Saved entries
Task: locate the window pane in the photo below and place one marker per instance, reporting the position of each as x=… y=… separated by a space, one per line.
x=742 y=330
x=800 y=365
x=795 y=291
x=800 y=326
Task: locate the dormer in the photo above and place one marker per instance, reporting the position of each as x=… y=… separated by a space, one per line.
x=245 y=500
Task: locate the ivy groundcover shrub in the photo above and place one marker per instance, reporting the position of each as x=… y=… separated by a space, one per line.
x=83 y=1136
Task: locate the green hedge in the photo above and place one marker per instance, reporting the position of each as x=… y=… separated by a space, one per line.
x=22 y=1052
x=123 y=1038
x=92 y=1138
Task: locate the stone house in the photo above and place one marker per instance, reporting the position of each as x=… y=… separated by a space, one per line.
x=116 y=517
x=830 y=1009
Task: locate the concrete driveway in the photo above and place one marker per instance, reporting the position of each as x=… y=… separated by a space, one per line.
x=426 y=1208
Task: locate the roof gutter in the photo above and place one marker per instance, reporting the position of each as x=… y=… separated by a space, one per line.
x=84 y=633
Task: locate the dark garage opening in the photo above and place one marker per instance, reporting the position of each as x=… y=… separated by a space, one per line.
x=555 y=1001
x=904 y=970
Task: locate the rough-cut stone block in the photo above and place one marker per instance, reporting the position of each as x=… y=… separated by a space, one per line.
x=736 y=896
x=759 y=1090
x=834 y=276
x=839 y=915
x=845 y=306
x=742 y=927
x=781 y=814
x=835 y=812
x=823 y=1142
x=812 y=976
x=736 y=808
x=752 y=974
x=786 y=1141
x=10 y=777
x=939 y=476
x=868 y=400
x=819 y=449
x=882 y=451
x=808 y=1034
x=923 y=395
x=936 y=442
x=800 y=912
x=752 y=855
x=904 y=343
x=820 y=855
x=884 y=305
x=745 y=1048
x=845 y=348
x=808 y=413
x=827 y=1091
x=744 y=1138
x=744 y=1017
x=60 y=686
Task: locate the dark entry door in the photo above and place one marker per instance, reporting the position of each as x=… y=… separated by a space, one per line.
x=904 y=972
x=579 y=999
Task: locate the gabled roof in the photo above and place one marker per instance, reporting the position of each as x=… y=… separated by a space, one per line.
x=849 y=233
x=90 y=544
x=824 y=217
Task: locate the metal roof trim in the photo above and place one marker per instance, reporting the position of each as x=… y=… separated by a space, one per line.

> **TASK DESCRIPTION**:
Without omitting anything, reproduce the whole of the data.

> **EXERCISE ANSWER**:
Task: locate the window pane in the photo below and place one marker per instance, reporting the position of each as x=… y=… separated by a space, one per line.
x=742 y=330
x=800 y=365
x=795 y=291
x=800 y=326
Task: locate the dormer in the photo above and place one marker per instance, reporting the position of each as x=… y=… separated by a space, one per line.
x=245 y=500
Task: locate the ivy groundcover shrub in the photo above and place one marker per instance, reporting the position of each as x=… y=… separated by a space, one per line.
x=83 y=1136
Task: locate the green hedge in the photo above and place one marker per instance, reporting the position of each as x=… y=… separated by a space, one per line.
x=22 y=1052
x=123 y=1038
x=92 y=1138
Task: locate the stone house in the photo above and place one marker per instance, reporting the position of each as x=… y=… separated by a space, one per line.
x=116 y=517
x=830 y=1009
Task: locate the concrete driveway in the photo above and place one marker per instance, reporting the position of each as x=… y=… separated by a space, one per line.
x=426 y=1208
Task: locate the roof gutter in the photo above and place one marker per instance, reporting the position of each as x=… y=… separated by a space, one per line.
x=84 y=633
Task: locate the dark garage opening in the photo above and place one marker per instance, reporting the position of each as x=… y=… separated by a space, one per line.
x=555 y=1001
x=904 y=970
Task: locate the rough-cut stone block in the photo above and place one marker per instance, reporting the position of each as x=… y=… separated by a space, one per line.
x=736 y=896
x=759 y=1090
x=834 y=276
x=839 y=915
x=845 y=306
x=742 y=927
x=781 y=814
x=835 y=812
x=823 y=1142
x=812 y=976
x=736 y=808
x=752 y=974
x=786 y=1141
x=10 y=777
x=939 y=476
x=868 y=400
x=819 y=449
x=882 y=451
x=808 y=1034
x=923 y=395
x=936 y=442
x=800 y=912
x=752 y=855
x=904 y=343
x=820 y=855
x=884 y=305
x=745 y=1048
x=845 y=348
x=808 y=413
x=827 y=1091
x=744 y=1138
x=744 y=1017
x=60 y=686
Task: locate the dark entry door in the photo above and place one marker per instance, reporting the position of each as x=… y=… separated by a space, one per line.
x=904 y=972
x=579 y=999
Task: locate the gabled roof in the photo above and place one marker per instance, reporting the position of each as x=… y=… separated by a space, one per line.
x=849 y=233
x=90 y=544
x=824 y=217
Task: locate the metal roof trim in the photo above and place one marker per instance, reporting the position of each as x=… y=… separated by a space, one per line.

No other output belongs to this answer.